┌─ Input material

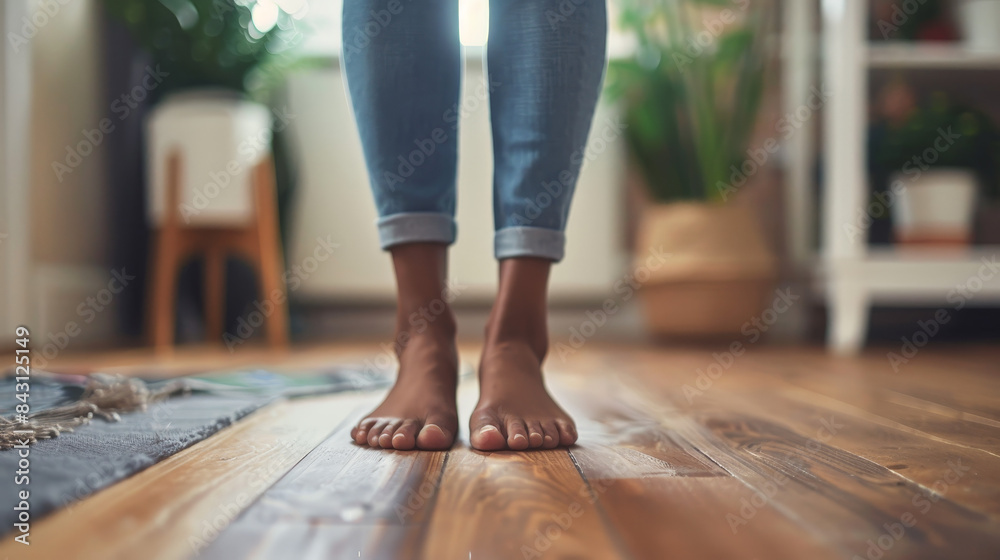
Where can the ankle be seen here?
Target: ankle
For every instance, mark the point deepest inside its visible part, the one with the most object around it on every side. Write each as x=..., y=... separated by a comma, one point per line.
x=532, y=333
x=434, y=319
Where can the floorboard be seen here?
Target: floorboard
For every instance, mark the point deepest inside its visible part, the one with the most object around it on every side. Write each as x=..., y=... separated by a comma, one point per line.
x=783, y=453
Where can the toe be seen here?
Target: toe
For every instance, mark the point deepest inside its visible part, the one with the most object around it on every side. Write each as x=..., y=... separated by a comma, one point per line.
x=567, y=432
x=361, y=431
x=385, y=438
x=517, y=434
x=376, y=430
x=550, y=434
x=434, y=437
x=534, y=433
x=438, y=433
x=406, y=434
x=485, y=434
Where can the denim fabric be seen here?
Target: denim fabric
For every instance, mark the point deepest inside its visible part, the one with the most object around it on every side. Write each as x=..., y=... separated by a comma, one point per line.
x=545, y=62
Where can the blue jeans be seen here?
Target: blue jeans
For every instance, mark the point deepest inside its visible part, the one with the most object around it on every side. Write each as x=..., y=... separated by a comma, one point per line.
x=545, y=61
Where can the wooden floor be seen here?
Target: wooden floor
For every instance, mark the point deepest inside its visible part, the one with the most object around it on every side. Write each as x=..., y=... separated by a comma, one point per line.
x=778, y=453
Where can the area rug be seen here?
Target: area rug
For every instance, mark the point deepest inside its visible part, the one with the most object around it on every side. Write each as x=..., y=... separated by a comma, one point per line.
x=61, y=470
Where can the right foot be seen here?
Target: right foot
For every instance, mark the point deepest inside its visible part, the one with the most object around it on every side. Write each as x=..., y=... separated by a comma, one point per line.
x=419, y=411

└─

Task prompt: What you hand back should match the entries above exactly, except that no picture appears.

The completed task:
Where can the ankle be seen here?
Target: ankle
For every instance, mark the point deepest inside its visible part, the one with the most object around it on every side. Write each as x=..., y=... separated by a comma, one point per line.
x=532, y=333
x=434, y=319
Where can the floorboard be seen here?
Target: floorboard
For every instance, mark the point deepest inside its visible part, the one with the most object around it on every side. Write each as x=..., y=... separated by a comma, one point per line.
x=783, y=453
Where can the toe be seen here?
Target: toe
For every instance, mark the point deepest inside its visible part, the one with the most object around it on every side. Write each as x=..., y=... separated by a comma, one point per line.
x=567, y=432
x=361, y=431
x=385, y=438
x=517, y=434
x=376, y=430
x=550, y=434
x=434, y=437
x=534, y=433
x=438, y=433
x=406, y=434
x=485, y=434
Where can the denim fabric be seen here?
Target: denim fabric
For every instance, mark the point deepest inside its visible part, the one with the most object around it on every side. Write each as x=..., y=... separated by a comma, one point per line.
x=545, y=62
Where can the blue jeans be seen here?
Target: blue jeans
For every instance, mark the point deepest inside its visible part, the one with the most object around it on every side. Write each as x=..., y=... separated by a comma, one point per line.
x=545, y=61
Where can the wooden floor be seen here?
Target: wooden floor
For every instance, mark the point deepest inside its visible part, the one with the most object around it on every side. Write each as x=..., y=... separated by a comma, one point per line.
x=778, y=453
Where can the area rug be seen here?
Target: area rug
For every instance, mark the point deepest inside its visible part, the one with the most object around it on every side. Write each as x=..., y=... separated by a comma, one point per line.
x=61, y=470
Where can the right foot be seen here?
Target: right foot
For every instance, mark the point deepest inside its visible part, the one with the most object around it on every side. Write each as x=..., y=... separated by a comma, one point per line.
x=419, y=411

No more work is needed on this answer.